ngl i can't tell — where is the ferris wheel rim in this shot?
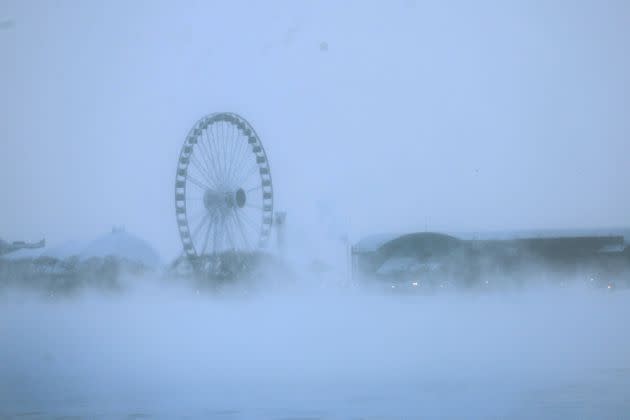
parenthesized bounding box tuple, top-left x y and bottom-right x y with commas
(174, 112, 274, 259)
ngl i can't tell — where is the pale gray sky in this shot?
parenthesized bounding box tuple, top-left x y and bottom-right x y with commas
(1, 0, 629, 259)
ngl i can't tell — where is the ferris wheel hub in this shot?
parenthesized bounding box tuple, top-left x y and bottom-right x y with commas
(235, 188, 246, 208)
(203, 188, 247, 211)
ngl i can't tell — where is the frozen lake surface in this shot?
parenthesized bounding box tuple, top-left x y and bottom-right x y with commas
(1, 283, 629, 419)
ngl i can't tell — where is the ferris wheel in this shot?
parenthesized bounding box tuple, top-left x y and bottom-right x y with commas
(175, 113, 273, 261)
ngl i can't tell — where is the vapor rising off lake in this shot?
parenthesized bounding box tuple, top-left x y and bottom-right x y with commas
(1, 282, 629, 419)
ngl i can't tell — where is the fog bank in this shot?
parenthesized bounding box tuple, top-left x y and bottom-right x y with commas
(2, 282, 629, 419)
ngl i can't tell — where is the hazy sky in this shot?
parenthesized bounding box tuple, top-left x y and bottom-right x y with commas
(1, 0, 629, 259)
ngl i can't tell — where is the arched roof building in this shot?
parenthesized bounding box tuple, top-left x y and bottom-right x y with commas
(352, 232, 464, 280)
(352, 230, 630, 288)
(378, 233, 462, 260)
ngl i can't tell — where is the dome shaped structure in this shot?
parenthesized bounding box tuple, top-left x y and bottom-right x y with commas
(80, 230, 161, 268)
(378, 232, 462, 259)
(1, 230, 161, 269)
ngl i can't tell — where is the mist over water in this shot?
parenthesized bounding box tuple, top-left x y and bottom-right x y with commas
(2, 277, 629, 419)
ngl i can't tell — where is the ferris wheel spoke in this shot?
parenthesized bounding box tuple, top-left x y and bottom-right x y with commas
(212, 222, 219, 255)
(201, 222, 212, 256)
(240, 220, 259, 248)
(230, 213, 247, 250)
(222, 123, 233, 185)
(224, 124, 236, 184)
(212, 123, 224, 185)
(190, 154, 216, 188)
(217, 123, 230, 186)
(232, 126, 247, 163)
(190, 149, 212, 182)
(227, 133, 244, 181)
(225, 125, 240, 187)
(234, 163, 259, 189)
(215, 122, 226, 185)
(241, 178, 264, 196)
(230, 144, 250, 187)
(225, 214, 238, 250)
(221, 212, 231, 250)
(202, 129, 226, 188)
(185, 194, 206, 201)
(238, 210, 261, 234)
(230, 132, 249, 188)
(190, 212, 211, 243)
(187, 208, 208, 226)
(231, 143, 254, 185)
(232, 211, 251, 250)
(189, 155, 208, 182)
(227, 212, 241, 250)
(219, 216, 228, 253)
(199, 132, 222, 188)
(205, 125, 223, 186)
(187, 173, 213, 191)
(201, 211, 218, 255)
(246, 185, 261, 193)
(195, 137, 213, 181)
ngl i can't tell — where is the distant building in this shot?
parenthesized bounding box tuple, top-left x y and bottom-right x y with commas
(0, 238, 45, 256)
(352, 231, 630, 289)
(0, 229, 161, 293)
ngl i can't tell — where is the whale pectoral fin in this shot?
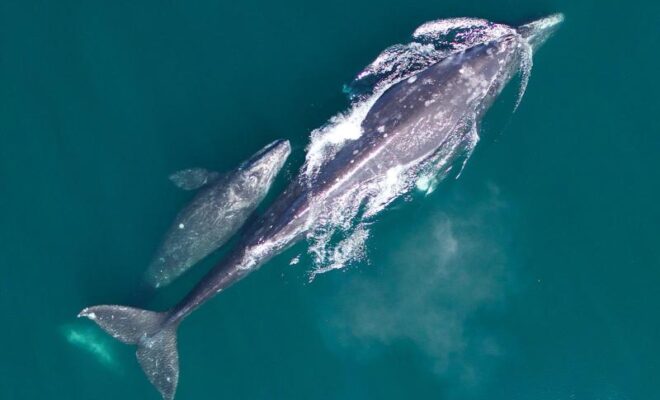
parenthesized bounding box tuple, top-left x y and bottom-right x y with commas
(169, 168, 221, 190)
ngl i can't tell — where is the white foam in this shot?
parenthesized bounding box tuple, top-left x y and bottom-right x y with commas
(514, 40, 533, 111)
(413, 17, 491, 40)
(304, 94, 380, 180)
(309, 224, 370, 280)
(412, 18, 514, 51)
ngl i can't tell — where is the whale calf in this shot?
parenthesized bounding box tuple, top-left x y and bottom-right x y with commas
(80, 14, 563, 400)
(146, 139, 291, 288)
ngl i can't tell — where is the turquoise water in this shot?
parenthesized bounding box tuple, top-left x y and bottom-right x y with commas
(1, 1, 659, 399)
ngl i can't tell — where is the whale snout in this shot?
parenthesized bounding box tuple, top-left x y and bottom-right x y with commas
(253, 139, 291, 173)
(517, 13, 564, 53)
(240, 139, 291, 190)
(244, 139, 290, 168)
(265, 139, 292, 164)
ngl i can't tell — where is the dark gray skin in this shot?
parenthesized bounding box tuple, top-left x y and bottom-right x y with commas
(79, 15, 563, 400)
(145, 139, 291, 288)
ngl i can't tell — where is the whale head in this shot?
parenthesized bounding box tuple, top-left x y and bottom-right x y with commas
(356, 13, 563, 169)
(461, 13, 564, 115)
(238, 139, 291, 194)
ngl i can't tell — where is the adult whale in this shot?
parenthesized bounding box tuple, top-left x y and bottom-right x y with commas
(79, 14, 563, 400)
(145, 139, 291, 288)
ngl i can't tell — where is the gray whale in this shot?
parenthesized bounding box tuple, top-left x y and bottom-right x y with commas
(145, 139, 291, 288)
(79, 14, 563, 400)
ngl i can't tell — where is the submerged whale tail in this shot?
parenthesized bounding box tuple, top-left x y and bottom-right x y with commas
(78, 305, 179, 400)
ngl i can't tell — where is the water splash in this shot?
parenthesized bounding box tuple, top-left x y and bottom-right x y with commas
(514, 40, 533, 111)
(344, 43, 443, 103)
(304, 94, 381, 181)
(308, 223, 371, 281)
(412, 18, 514, 48)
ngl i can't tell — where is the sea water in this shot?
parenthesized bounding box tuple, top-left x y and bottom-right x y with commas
(1, 1, 659, 399)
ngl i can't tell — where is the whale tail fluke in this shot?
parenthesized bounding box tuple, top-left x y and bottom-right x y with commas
(78, 305, 179, 400)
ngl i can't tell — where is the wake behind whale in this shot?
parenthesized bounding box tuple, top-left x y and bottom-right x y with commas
(79, 14, 563, 400)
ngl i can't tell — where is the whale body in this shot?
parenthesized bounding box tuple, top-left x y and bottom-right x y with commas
(145, 139, 291, 288)
(79, 14, 563, 400)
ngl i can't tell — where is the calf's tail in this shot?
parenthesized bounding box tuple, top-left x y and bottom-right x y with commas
(78, 305, 179, 400)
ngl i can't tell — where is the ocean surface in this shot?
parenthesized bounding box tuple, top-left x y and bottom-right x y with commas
(1, 1, 659, 399)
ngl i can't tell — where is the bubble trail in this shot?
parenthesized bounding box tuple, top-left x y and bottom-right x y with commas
(61, 323, 121, 372)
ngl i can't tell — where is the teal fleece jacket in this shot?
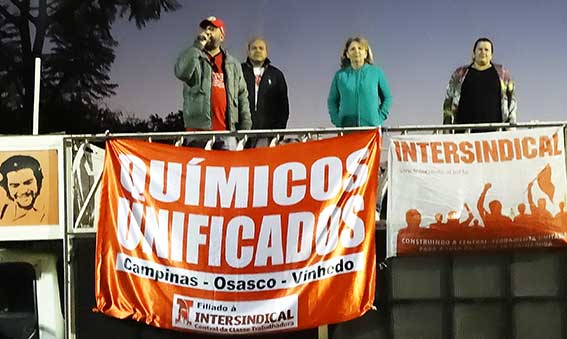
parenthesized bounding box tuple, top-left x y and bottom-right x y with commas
(327, 63, 392, 127)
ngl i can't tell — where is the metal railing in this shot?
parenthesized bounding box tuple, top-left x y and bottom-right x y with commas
(64, 122, 567, 236)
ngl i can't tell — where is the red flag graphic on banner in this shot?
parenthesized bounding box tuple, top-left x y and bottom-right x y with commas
(537, 164, 555, 202)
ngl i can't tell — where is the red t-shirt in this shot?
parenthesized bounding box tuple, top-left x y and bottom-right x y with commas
(208, 52, 227, 130)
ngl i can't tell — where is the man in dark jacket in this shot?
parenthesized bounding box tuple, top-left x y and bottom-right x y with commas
(241, 38, 289, 147)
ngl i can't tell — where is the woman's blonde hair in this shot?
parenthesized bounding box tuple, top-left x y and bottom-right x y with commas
(340, 36, 374, 68)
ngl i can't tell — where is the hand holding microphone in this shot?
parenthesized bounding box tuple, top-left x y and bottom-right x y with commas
(197, 31, 210, 47)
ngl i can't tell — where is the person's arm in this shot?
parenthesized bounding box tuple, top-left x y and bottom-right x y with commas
(504, 68, 517, 123)
(477, 183, 491, 223)
(528, 181, 536, 213)
(377, 70, 392, 121)
(461, 203, 474, 226)
(236, 64, 252, 130)
(327, 72, 341, 127)
(442, 69, 460, 125)
(174, 37, 207, 84)
(276, 70, 289, 129)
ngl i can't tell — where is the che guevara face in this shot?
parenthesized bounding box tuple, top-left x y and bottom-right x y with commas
(6, 168, 39, 209)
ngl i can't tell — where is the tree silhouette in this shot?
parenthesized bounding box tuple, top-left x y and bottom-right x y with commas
(161, 111, 184, 131)
(0, 0, 180, 134)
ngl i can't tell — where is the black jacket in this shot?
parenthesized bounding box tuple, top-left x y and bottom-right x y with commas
(241, 58, 289, 129)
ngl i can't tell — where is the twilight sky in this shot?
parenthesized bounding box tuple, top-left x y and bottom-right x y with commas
(105, 0, 567, 128)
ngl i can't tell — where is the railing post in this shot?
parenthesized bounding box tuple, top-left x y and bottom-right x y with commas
(318, 325, 329, 339)
(33, 57, 41, 135)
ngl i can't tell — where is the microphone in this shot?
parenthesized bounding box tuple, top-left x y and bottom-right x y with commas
(197, 32, 209, 43)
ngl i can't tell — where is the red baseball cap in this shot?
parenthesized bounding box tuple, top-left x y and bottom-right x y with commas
(199, 16, 225, 36)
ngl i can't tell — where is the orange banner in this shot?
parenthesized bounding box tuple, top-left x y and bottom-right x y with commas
(95, 130, 380, 334)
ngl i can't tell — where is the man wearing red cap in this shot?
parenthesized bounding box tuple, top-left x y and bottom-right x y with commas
(175, 16, 251, 149)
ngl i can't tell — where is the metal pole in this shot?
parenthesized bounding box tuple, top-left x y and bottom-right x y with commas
(318, 325, 329, 339)
(33, 57, 41, 135)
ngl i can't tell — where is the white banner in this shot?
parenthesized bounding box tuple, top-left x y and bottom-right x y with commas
(387, 127, 567, 257)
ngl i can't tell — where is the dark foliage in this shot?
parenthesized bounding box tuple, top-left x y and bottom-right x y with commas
(0, 0, 180, 134)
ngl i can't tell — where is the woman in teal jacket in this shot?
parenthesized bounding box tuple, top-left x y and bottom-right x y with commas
(327, 36, 392, 127)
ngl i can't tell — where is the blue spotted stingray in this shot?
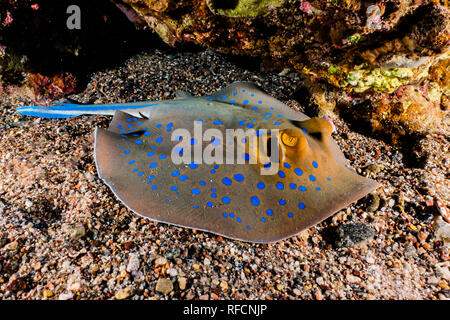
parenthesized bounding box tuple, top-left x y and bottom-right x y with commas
(17, 82, 379, 243)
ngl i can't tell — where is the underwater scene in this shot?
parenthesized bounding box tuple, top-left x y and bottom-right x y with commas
(0, 0, 448, 302)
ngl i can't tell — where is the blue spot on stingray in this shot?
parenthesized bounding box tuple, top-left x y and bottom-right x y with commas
(257, 182, 265, 189)
(246, 123, 255, 128)
(294, 168, 303, 176)
(262, 117, 270, 120)
(132, 168, 138, 173)
(199, 180, 206, 186)
(251, 93, 254, 97)
(264, 162, 271, 169)
(211, 193, 217, 198)
(148, 175, 155, 180)
(156, 124, 162, 128)
(264, 112, 272, 116)
(213, 120, 223, 125)
(266, 209, 274, 216)
(124, 150, 130, 155)
(229, 213, 235, 218)
(309, 175, 316, 182)
(151, 146, 157, 150)
(233, 173, 245, 182)
(278, 171, 286, 178)
(191, 188, 200, 195)
(159, 155, 167, 160)
(242, 89, 246, 93)
(273, 122, 281, 125)
(256, 129, 264, 136)
(302, 128, 307, 133)
(222, 96, 227, 99)
(261, 217, 266, 222)
(147, 152, 155, 157)
(189, 162, 198, 169)
(236, 217, 242, 223)
(211, 188, 216, 192)
(171, 170, 180, 177)
(327, 177, 332, 181)
(129, 160, 136, 165)
(298, 186, 307, 192)
(222, 177, 232, 186)
(127, 124, 133, 128)
(283, 162, 291, 168)
(133, 118, 137, 121)
(165, 200, 169, 203)
(298, 203, 306, 210)
(238, 120, 246, 126)
(135, 140, 143, 145)
(117, 125, 122, 128)
(230, 100, 235, 104)
(149, 162, 158, 168)
(246, 226, 251, 230)
(155, 137, 163, 143)
(241, 137, 247, 143)
(222, 197, 230, 204)
(214, 164, 219, 169)
(138, 172, 144, 176)
(144, 131, 152, 136)
(171, 186, 178, 191)
(258, 101, 262, 104)
(233, 92, 237, 96)
(276, 182, 284, 190)
(251, 196, 260, 206)
(137, 122, 143, 126)
(289, 183, 297, 189)
(179, 175, 188, 181)
(210, 169, 216, 174)
(206, 202, 213, 207)
(243, 153, 250, 161)
(252, 107, 258, 111)
(152, 185, 158, 190)
(316, 187, 321, 191)
(193, 205, 199, 209)
(312, 161, 318, 168)
(196, 120, 203, 123)
(279, 199, 286, 206)
(288, 212, 293, 218)
(222, 212, 228, 218)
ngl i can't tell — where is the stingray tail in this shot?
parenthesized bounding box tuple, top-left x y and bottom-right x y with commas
(16, 101, 158, 119)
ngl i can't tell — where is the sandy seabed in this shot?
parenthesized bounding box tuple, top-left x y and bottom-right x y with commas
(0, 48, 449, 300)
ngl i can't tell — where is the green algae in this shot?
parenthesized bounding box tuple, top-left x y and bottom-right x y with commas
(207, 0, 285, 18)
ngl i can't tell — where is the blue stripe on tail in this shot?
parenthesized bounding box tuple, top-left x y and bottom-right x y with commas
(16, 106, 81, 118)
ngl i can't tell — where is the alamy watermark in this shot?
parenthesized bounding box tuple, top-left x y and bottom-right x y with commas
(169, 121, 281, 175)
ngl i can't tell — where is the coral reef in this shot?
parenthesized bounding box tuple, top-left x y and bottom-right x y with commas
(0, 0, 448, 139)
(118, 0, 449, 139)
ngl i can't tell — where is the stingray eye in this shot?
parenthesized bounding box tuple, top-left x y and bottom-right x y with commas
(281, 132, 298, 147)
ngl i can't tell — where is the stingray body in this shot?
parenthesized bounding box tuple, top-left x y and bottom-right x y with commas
(17, 82, 379, 243)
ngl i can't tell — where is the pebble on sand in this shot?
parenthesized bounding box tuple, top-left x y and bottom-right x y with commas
(156, 278, 173, 295)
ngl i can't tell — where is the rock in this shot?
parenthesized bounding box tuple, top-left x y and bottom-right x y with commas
(115, 287, 133, 300)
(4, 240, 18, 250)
(68, 223, 86, 240)
(346, 274, 362, 284)
(219, 280, 228, 291)
(154, 256, 167, 266)
(156, 278, 173, 295)
(433, 216, 450, 248)
(334, 223, 375, 248)
(6, 274, 26, 292)
(166, 268, 178, 277)
(43, 289, 54, 298)
(365, 193, 380, 213)
(178, 276, 187, 290)
(126, 254, 140, 273)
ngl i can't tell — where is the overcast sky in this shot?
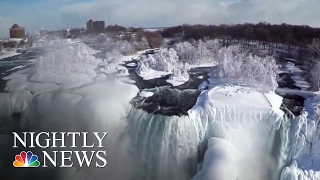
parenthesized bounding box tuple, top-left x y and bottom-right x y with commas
(0, 0, 320, 38)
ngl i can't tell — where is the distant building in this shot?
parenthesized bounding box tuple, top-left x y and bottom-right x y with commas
(86, 20, 105, 32)
(93, 21, 105, 32)
(86, 20, 93, 31)
(9, 24, 26, 38)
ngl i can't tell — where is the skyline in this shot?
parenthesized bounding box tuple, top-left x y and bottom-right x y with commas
(1, 0, 320, 38)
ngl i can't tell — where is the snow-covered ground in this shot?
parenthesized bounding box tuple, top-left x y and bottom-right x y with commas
(0, 50, 21, 60)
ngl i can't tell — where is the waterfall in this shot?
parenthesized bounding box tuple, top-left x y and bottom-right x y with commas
(123, 102, 286, 180)
(126, 108, 200, 180)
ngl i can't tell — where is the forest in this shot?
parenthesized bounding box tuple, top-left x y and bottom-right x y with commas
(161, 22, 320, 47)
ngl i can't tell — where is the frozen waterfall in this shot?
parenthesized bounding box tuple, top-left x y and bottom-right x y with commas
(124, 85, 286, 180)
(2, 39, 319, 180)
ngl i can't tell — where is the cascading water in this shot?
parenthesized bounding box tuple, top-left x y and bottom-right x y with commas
(122, 85, 296, 180)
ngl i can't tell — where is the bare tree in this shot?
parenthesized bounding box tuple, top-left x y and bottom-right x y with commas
(308, 38, 320, 58)
(307, 38, 320, 90)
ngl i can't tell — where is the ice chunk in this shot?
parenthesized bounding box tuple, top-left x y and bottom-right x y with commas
(116, 66, 129, 76)
(139, 90, 154, 97)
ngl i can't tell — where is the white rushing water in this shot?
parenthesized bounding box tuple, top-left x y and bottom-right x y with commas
(0, 39, 320, 180)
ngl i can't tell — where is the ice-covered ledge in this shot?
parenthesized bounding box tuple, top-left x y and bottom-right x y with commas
(194, 85, 283, 109)
(190, 85, 285, 180)
(190, 85, 284, 127)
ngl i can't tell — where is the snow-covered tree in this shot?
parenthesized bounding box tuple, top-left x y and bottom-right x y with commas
(174, 41, 197, 63)
(196, 40, 208, 64)
(152, 48, 179, 72)
(134, 37, 149, 51)
(307, 38, 320, 90)
(136, 48, 180, 74)
(310, 61, 320, 90)
(169, 62, 190, 82)
(210, 45, 278, 92)
(173, 39, 220, 65)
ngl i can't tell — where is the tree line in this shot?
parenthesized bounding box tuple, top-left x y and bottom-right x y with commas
(161, 22, 320, 47)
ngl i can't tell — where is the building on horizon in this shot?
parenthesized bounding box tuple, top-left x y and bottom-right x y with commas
(86, 20, 105, 32)
(93, 21, 105, 32)
(86, 20, 93, 31)
(9, 24, 25, 39)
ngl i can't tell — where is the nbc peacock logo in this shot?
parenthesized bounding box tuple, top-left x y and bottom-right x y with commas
(13, 151, 40, 167)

=== What the exercise asks ===
Whenever a line of the data above includes the word "lake", copy that line.

=== Worked solution ===
ngl i can't tell — where is the frozen lake surface in this shot?
ngl i can't tell — where is the vapor rising off lake in this shot?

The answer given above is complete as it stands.